» SUPPLIED ENTRIES:
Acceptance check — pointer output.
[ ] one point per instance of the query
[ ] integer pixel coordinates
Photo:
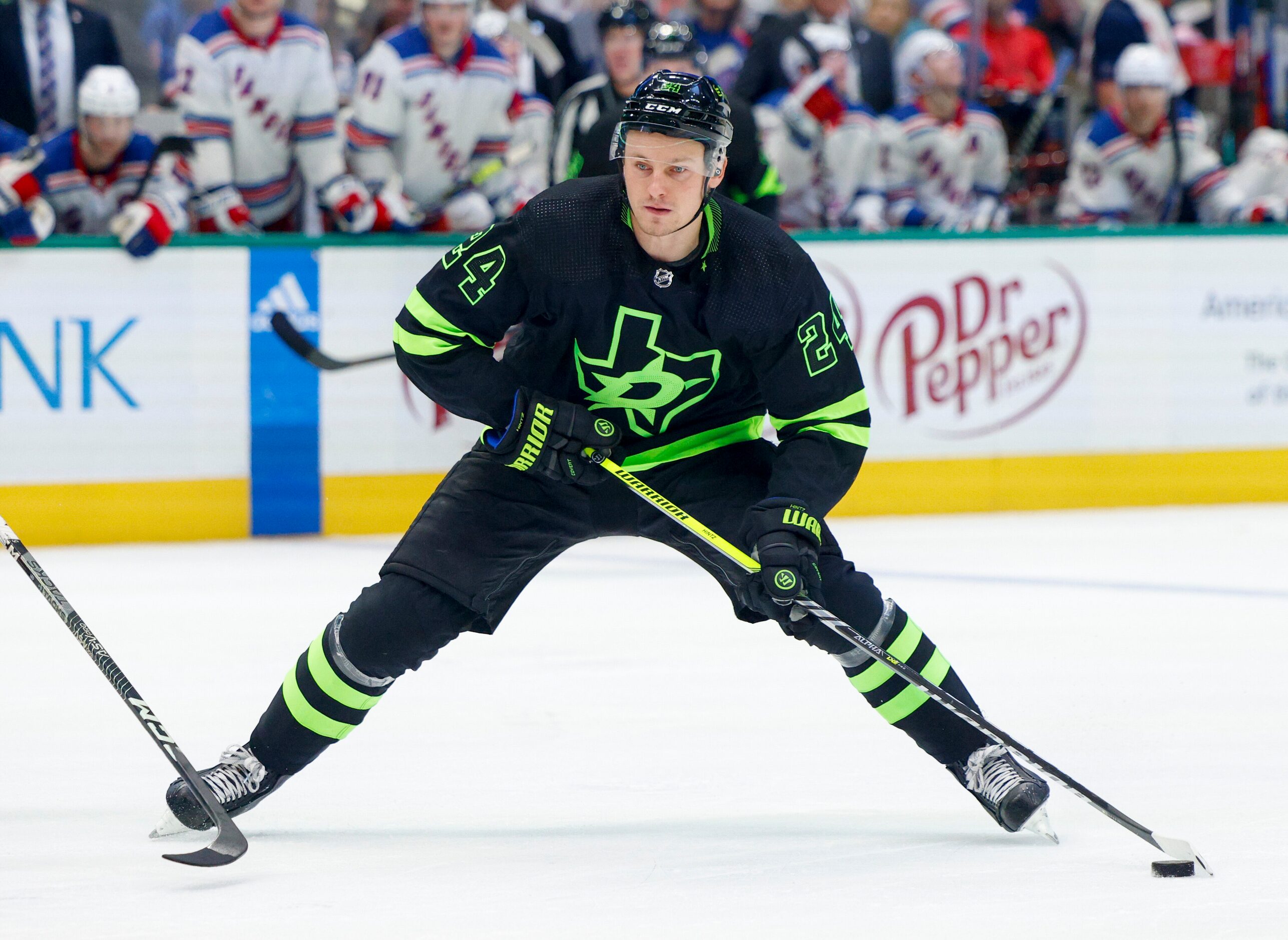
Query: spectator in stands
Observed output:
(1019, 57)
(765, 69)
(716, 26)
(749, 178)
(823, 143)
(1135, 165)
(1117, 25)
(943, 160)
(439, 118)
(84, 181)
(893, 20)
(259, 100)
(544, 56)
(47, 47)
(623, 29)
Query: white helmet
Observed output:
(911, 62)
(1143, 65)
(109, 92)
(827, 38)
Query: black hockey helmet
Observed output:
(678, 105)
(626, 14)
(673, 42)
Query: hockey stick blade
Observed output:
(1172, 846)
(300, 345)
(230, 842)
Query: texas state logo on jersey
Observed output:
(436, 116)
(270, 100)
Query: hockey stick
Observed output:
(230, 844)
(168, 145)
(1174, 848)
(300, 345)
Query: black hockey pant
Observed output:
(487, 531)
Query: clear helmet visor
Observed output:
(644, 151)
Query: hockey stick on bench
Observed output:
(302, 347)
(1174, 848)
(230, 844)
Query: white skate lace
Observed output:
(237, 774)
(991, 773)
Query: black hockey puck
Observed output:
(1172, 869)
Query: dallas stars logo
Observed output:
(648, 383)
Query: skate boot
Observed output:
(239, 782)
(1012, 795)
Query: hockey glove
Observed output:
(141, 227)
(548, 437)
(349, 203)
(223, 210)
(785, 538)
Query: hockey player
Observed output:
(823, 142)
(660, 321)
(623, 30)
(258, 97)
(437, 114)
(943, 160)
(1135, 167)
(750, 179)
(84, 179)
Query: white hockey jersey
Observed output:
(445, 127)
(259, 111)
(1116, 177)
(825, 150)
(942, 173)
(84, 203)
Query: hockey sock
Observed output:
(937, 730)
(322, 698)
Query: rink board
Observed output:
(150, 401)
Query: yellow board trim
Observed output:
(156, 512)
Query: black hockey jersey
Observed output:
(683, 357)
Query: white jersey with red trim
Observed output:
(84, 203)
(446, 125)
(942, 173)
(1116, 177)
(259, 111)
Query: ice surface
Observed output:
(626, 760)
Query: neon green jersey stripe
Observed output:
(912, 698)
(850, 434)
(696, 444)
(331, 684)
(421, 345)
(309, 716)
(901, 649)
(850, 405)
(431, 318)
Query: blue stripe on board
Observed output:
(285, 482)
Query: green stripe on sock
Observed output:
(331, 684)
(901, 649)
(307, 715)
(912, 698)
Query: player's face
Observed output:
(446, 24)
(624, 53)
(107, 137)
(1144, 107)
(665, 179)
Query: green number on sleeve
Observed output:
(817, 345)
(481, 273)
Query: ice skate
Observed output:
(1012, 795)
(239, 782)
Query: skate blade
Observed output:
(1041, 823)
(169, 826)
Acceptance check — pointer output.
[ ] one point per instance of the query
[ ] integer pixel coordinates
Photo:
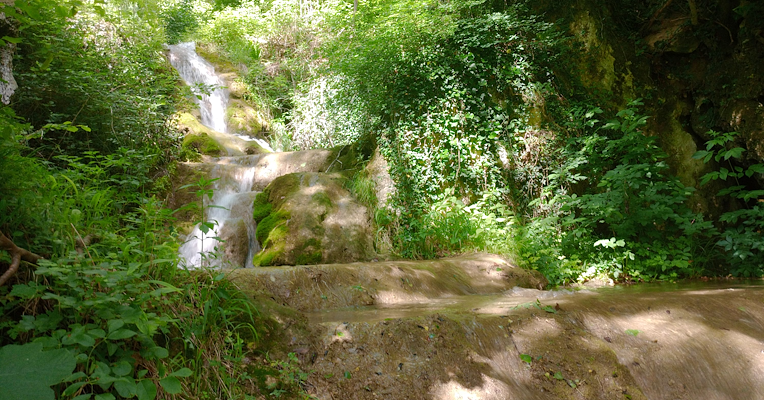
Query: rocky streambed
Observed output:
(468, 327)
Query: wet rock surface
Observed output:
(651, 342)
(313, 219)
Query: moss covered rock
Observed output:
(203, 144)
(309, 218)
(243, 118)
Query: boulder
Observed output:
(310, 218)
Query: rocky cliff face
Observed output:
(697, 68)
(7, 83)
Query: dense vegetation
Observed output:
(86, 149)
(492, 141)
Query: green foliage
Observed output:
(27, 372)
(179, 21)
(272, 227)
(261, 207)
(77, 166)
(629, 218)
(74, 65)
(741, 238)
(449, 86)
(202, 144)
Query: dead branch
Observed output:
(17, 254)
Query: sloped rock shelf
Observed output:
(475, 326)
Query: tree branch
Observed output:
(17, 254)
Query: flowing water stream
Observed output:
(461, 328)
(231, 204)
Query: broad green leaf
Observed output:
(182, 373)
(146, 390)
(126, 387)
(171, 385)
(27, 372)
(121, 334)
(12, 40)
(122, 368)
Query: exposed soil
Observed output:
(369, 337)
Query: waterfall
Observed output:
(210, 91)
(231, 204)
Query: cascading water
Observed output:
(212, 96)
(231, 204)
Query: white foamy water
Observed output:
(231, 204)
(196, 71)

» WHAT YOU NEED TO DO:
Can the entries above be repeated exactly, without their pictures?

» EXERCISE RESULT:
Acceptance check — pointer output.
[ ] one point per instance of the query
[ ] integer pixel coordinates
Photo:
Query: spectator in stands
Observed output:
(1019, 57)
(765, 69)
(716, 26)
(749, 178)
(823, 143)
(1135, 165)
(1117, 25)
(943, 160)
(439, 118)
(84, 181)
(893, 20)
(259, 100)
(544, 56)
(47, 47)
(623, 29)
Query: white helmet
Observed output:
(911, 62)
(1143, 65)
(109, 92)
(827, 38)
Query: black hockey helmet
Observed output:
(678, 105)
(626, 14)
(673, 42)
Query: hockey stick blade
Observed output:
(1172, 846)
(300, 345)
(230, 842)
Query: texas state logo on jersey
Observed output:
(436, 116)
(270, 100)
Query: hockey stick
Observed output:
(230, 844)
(168, 145)
(1174, 848)
(300, 345)
Query: black hockey pant
Observed output:
(487, 531)
Query: clear helmet visor
Observed output:
(644, 151)
Query: hockey stick on bench
Observed output:
(302, 347)
(1174, 848)
(230, 844)
Query: white skate lace
Observed output:
(237, 774)
(991, 773)
Query: black hockey puck
Observed output:
(1172, 869)
Query: dallas stars logo
Observed output:
(648, 383)
Query: skate boot
Observed output:
(239, 782)
(1012, 795)
Query: hockey glove
Observed output:
(141, 227)
(548, 437)
(349, 203)
(223, 210)
(785, 538)
Query: hockey player
Observed output:
(823, 142)
(660, 321)
(623, 30)
(258, 97)
(437, 114)
(943, 160)
(1135, 167)
(750, 179)
(84, 179)
Query: white hockey jersey
Observed output:
(445, 127)
(259, 111)
(1116, 177)
(825, 150)
(942, 173)
(84, 203)
Query: hockey sock
Observed output:
(937, 730)
(322, 698)
Query: rink board
Observed output:
(150, 401)
Query: yellow board trim
Observed output:
(156, 512)
Query: black hockey jersey
Observed output:
(683, 357)
Query: white jersey with red trim
Observed output:
(84, 203)
(446, 125)
(942, 173)
(1116, 177)
(259, 111)
Query: ice surface
Observed output:
(626, 760)
Query: neon green jersey stripe
Observed output:
(912, 698)
(850, 434)
(696, 444)
(331, 684)
(421, 345)
(309, 716)
(901, 649)
(850, 405)
(431, 318)
Query: blue stripe on board
Observed output:
(285, 482)
Query: green stripe on sock
Observed output:
(331, 684)
(901, 649)
(307, 715)
(912, 698)
Query: player's face
Observed output:
(446, 24)
(624, 53)
(107, 137)
(1144, 107)
(665, 179)
Query: green number on sleeve
Observed output:
(817, 345)
(481, 273)
Query: ice skate
Observed output:
(1012, 795)
(239, 782)
Query: skate blade
Observed output:
(1041, 823)
(169, 826)
Acceptance check — pointer output.
[ ] one point per instance of the query
[ ] integer pixel coordinates
Photo:
Query: rocky streambed
Observed output:
(468, 327)
Query: wet rock surface
Observed output:
(651, 342)
(313, 219)
Query: moss covered rock
Observed output:
(203, 144)
(309, 218)
(243, 118)
Query: boulder
Observed output:
(310, 218)
Query: rocky cliff face
Observed output:
(697, 68)
(7, 83)
Query: dense vegetation
Observed output:
(86, 149)
(492, 141)
Query: green foliage
Observed output:
(27, 372)
(179, 21)
(272, 227)
(261, 207)
(77, 166)
(629, 218)
(74, 65)
(741, 238)
(449, 86)
(202, 144)
Query: dead branch
Observed output:
(17, 254)
Query: sloped rock shelf
Observed output:
(475, 326)
Query: tree branch
Observed output:
(17, 254)
Query: flowing water stream
Observed output:
(461, 328)
(231, 204)
Query: broad green leaf
Observed output:
(182, 373)
(146, 390)
(126, 387)
(171, 385)
(27, 372)
(121, 334)
(12, 40)
(122, 368)
Query: exposed soil
Observed output:
(369, 337)
Query: waterfall
Observed output:
(210, 91)
(231, 204)
Query: cascading water
Observed output:
(212, 96)
(231, 204)
Query: white foamy water
Observed output:
(231, 204)
(196, 71)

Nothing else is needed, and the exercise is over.